(Items from a dataset)

______

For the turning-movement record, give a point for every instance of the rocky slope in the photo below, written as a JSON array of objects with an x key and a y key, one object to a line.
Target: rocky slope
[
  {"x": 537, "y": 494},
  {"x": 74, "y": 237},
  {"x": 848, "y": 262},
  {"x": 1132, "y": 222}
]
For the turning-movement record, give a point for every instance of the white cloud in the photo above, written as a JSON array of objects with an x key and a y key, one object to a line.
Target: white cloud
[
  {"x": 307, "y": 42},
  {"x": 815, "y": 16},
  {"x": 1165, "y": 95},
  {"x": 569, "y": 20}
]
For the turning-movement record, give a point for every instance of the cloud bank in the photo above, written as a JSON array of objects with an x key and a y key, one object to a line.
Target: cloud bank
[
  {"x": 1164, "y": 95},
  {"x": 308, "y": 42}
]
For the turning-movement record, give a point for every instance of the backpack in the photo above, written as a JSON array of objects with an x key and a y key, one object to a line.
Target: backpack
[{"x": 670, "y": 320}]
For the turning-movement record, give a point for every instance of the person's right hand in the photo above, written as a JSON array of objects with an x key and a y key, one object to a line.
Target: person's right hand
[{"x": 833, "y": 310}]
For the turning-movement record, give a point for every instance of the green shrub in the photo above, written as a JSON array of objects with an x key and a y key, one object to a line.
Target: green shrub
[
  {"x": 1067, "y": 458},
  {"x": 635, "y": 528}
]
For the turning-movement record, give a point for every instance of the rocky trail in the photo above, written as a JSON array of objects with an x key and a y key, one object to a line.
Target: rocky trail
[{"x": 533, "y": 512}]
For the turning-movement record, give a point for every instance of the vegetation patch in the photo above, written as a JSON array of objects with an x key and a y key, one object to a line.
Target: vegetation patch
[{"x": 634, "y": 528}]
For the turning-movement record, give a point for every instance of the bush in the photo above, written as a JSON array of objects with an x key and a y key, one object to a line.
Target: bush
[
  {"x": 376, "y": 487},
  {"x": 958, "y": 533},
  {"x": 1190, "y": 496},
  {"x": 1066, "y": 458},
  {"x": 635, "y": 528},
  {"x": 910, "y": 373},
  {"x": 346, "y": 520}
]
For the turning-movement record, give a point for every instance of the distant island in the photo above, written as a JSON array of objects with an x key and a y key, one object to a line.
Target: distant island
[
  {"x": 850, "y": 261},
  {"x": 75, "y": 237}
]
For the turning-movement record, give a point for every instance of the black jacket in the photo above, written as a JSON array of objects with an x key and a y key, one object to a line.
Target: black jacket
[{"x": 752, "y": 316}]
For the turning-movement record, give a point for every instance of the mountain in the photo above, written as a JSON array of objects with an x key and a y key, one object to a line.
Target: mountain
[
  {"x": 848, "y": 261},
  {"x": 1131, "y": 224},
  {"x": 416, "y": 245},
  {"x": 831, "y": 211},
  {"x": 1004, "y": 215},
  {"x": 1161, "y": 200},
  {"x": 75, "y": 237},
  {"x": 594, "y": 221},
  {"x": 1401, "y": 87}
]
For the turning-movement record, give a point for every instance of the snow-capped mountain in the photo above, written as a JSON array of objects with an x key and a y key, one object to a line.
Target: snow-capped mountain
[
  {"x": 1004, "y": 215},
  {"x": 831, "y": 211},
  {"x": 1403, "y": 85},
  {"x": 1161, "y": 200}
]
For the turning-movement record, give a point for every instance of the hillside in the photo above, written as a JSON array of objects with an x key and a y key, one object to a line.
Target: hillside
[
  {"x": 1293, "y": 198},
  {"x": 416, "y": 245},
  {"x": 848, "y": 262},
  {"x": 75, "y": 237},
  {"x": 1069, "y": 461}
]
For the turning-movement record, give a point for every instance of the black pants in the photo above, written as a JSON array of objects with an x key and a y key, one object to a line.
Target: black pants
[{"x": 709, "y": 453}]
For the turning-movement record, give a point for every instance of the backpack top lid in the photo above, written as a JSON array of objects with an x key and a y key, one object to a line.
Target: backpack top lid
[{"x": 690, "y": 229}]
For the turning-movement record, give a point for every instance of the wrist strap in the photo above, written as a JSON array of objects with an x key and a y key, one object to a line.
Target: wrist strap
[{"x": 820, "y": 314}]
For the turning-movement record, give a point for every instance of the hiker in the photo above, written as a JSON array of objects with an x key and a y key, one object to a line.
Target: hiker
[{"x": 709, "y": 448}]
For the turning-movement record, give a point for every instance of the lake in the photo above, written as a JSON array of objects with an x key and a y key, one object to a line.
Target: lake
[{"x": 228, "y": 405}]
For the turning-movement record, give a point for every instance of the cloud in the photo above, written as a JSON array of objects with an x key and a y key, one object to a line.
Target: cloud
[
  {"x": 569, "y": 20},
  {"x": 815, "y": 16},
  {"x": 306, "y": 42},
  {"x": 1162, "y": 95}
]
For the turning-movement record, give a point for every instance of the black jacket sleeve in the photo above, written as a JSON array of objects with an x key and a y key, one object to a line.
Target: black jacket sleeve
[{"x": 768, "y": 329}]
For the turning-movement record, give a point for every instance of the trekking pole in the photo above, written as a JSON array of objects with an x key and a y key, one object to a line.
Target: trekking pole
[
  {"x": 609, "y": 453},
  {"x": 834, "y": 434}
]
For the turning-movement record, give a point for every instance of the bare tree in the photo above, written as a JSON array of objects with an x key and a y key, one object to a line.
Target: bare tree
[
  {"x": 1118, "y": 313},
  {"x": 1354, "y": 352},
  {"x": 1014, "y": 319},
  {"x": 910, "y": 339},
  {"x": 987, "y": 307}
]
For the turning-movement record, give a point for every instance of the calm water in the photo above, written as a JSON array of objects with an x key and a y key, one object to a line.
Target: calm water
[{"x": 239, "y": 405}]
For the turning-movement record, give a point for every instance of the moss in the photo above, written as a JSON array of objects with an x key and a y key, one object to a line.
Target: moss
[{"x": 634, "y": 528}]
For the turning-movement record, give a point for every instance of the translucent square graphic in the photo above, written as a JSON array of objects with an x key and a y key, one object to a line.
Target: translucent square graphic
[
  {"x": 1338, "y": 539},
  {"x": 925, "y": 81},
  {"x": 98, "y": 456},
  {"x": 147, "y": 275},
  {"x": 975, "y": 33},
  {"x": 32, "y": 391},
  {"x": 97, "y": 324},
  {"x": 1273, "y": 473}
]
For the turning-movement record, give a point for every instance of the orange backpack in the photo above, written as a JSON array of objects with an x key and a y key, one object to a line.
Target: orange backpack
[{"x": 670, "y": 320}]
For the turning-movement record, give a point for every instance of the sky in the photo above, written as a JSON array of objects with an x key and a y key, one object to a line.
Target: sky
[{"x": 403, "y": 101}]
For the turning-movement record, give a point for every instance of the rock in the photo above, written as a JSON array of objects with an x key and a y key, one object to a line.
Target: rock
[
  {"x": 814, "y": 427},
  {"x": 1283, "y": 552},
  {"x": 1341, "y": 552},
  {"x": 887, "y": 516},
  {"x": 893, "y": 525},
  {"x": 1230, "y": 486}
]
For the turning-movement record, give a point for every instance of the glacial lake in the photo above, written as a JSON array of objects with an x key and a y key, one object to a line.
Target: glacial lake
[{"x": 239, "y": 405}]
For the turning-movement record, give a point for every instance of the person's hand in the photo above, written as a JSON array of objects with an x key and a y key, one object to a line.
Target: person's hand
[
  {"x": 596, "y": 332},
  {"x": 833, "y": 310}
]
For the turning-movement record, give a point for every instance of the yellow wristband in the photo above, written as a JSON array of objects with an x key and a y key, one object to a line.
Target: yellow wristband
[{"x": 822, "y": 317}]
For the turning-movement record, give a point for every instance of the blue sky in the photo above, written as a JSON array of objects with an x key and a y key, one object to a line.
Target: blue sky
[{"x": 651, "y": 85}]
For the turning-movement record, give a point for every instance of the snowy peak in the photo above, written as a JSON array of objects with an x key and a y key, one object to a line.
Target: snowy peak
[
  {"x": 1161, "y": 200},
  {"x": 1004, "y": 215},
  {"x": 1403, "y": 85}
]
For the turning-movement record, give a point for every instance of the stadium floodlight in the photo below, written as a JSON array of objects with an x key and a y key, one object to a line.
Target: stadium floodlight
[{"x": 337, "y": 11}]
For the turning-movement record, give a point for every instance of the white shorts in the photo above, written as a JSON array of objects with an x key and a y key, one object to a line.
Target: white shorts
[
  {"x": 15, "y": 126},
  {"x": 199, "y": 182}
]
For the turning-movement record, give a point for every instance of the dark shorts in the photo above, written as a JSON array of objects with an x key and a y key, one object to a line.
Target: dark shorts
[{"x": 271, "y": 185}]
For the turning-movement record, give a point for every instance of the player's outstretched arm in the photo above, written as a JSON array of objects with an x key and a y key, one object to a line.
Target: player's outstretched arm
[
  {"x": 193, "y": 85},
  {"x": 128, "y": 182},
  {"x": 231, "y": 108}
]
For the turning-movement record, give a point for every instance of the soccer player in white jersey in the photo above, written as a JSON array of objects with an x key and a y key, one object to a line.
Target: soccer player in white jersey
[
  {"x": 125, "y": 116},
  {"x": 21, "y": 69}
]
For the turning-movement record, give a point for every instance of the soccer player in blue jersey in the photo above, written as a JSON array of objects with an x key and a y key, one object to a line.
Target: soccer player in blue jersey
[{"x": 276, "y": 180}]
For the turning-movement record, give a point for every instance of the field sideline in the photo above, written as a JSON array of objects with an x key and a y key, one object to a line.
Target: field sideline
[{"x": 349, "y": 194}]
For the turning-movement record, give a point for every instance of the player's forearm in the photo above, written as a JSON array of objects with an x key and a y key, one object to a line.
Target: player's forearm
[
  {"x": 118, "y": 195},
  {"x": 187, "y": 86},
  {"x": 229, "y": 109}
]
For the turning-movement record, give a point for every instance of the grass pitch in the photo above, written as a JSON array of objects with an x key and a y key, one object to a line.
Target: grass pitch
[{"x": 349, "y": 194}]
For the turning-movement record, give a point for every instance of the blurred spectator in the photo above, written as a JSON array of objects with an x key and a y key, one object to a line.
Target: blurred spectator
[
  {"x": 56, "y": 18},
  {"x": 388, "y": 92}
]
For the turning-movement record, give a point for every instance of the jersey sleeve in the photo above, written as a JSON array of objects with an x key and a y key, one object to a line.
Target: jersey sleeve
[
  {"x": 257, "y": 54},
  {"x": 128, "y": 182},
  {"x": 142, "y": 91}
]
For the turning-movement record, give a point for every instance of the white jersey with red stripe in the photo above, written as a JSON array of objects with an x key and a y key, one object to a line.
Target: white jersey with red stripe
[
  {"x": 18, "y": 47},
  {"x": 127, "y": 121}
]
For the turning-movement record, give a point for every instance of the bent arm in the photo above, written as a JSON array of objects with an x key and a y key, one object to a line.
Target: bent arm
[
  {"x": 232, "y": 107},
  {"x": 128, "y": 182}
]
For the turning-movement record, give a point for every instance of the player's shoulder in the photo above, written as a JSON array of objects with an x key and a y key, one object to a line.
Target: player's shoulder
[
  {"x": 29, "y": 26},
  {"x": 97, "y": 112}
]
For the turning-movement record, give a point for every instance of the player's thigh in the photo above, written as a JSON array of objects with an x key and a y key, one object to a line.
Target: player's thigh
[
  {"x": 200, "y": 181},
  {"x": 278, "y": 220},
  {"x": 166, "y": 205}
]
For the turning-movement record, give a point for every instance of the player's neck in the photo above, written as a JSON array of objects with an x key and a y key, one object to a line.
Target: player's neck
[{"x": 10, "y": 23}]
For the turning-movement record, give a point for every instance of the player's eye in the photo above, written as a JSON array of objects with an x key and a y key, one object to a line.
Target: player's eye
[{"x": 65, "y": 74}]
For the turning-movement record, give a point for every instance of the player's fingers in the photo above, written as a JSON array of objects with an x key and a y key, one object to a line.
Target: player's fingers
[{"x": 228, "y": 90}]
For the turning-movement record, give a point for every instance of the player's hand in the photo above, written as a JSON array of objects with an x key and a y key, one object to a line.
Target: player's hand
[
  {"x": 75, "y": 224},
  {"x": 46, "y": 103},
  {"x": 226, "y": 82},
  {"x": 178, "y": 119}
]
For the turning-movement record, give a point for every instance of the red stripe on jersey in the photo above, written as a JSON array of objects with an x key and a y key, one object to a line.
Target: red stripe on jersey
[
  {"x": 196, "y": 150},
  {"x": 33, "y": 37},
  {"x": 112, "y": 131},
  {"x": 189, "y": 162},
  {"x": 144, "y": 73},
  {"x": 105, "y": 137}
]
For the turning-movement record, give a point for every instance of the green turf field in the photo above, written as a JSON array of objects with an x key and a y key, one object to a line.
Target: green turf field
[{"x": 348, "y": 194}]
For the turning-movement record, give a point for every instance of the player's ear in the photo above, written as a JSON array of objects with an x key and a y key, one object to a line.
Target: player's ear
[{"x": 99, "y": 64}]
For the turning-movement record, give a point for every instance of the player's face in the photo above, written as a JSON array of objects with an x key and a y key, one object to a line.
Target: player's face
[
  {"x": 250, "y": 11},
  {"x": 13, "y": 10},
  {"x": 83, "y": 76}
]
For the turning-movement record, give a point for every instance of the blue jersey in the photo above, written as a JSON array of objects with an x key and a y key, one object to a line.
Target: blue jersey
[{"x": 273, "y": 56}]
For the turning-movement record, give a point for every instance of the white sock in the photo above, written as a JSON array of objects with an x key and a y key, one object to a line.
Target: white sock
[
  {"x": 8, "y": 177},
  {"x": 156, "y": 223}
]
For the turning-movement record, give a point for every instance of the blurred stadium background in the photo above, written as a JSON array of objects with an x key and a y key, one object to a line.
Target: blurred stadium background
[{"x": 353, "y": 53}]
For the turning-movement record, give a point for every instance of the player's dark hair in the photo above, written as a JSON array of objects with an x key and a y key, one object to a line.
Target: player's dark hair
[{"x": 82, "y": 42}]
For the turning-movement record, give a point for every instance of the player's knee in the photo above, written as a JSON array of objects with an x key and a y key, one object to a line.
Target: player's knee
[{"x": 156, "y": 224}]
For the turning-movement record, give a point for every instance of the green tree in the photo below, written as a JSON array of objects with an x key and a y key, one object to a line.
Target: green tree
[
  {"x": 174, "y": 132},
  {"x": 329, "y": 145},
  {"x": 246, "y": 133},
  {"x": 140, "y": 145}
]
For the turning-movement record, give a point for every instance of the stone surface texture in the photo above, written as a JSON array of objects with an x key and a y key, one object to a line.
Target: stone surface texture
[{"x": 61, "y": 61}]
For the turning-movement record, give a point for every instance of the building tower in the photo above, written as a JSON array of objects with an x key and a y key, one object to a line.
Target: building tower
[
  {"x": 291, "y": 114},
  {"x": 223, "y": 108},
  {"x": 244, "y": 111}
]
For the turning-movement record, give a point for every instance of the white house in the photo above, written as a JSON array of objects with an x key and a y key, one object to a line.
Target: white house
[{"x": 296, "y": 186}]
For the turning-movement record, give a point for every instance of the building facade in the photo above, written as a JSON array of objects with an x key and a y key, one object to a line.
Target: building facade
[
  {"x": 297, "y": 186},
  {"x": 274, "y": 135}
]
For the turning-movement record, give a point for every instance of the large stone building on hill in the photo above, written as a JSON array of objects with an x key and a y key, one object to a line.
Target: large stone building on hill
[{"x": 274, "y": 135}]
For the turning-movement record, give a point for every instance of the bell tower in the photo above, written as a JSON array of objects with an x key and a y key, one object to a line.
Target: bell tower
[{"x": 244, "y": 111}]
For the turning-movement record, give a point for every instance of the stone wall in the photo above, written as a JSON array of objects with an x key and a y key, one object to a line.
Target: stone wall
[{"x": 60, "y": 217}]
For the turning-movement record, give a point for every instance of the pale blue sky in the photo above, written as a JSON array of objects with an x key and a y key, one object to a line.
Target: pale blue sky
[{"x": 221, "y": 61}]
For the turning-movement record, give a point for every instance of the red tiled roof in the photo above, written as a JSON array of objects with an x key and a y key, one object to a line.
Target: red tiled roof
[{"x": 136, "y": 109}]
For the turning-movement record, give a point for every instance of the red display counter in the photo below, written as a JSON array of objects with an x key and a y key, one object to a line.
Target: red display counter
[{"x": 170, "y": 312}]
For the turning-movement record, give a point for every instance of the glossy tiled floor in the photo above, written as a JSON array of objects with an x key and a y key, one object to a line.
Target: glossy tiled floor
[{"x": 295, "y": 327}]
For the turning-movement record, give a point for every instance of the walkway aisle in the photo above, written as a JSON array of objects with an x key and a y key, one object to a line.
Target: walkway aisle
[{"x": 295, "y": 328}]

______

Task brief:
Say the number of lines in the entries that have the string "below", and only that.

Task response:
4